══ Passage shown

As technology brings the world's cultures together and artists/choreographers continue to push the creative envelope, there are more types of dance classes now than ever before. Don't let all the options overwhelm you, but don't limit yourself to stereotypes either!

There are many different types of dance, but the fundamentals are often very similar. Read on to learn about each general genre and find out which one is most compatible with your personality and interests. 

Ballet

Graceful, elegant, precise, delicate: if these words describe you, ballet might be the perfect fit.

With classical European roots and a vocabulary that's still completely French, ballet has a long tradition of developing dancers who look weightless and effortless as they pull off difficult spins, extensions, and footwork.

But it's far from easy, so if you fall in love with formal ballet, you'll need to decide whether you want to make a serious commitment. Every professional ballet dancer has years of intense training behind him or her.

Even if you don't have perfect posture or long, flexible legs, ballet's structure and symmetry translates easily into other schools of dance. Ballet fusion, for example, takes musical and choreographic cues from wildly different genres, infusing traditional lines with influences that range from modern dance to Motown.

════
══ Data shown

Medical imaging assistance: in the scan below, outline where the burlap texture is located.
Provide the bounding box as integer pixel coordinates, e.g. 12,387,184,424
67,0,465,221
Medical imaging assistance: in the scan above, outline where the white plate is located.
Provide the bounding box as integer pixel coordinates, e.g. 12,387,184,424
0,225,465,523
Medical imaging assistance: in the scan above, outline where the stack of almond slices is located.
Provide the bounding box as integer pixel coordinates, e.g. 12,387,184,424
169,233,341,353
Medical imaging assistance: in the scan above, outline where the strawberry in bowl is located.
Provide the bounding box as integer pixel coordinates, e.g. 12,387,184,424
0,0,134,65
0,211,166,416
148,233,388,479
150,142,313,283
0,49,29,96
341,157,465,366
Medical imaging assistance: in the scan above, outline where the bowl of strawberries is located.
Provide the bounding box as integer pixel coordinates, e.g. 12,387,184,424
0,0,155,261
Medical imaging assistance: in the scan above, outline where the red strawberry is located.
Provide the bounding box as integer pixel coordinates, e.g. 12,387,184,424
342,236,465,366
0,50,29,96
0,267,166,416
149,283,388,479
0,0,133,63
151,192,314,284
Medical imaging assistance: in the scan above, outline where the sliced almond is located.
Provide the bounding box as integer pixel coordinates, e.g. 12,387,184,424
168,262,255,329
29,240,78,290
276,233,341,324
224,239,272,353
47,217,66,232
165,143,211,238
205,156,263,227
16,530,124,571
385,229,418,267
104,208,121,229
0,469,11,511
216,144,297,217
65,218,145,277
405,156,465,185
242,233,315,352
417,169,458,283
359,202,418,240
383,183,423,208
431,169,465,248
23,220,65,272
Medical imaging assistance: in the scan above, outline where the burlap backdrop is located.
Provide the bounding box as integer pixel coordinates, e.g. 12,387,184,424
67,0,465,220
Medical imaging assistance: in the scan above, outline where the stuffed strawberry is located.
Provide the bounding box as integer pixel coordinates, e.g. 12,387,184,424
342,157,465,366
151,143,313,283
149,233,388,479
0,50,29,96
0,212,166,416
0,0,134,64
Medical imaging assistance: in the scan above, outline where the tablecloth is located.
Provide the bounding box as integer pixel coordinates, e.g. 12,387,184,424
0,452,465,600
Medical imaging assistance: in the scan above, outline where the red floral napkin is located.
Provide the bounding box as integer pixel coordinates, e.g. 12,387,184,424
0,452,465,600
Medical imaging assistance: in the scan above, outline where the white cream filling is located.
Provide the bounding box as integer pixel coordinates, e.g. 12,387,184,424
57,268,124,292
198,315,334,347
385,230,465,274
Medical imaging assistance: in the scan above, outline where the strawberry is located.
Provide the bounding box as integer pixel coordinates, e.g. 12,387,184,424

════

### Exercise directions:
Write out the passage on types of dance word for word, beginning at the words "But it's far" and stopping after "dance to Motown.". The records aren't needed here.

### Answer below:
But it's far from easy, so if you fall in love with formal ballet, you'll need to decide whether you want to make a serious commitment. Every professional ballet dancer has years of intense training behind him or her.

Even if you don't have perfect posture or long, flexible legs, ballet's structure and symmetry translates easily into other schools of dance. Ballet fusion, for example, takes musical and choreographic cues from wildly different genres, infusing traditional lines with influences that range from modern dance to Motown.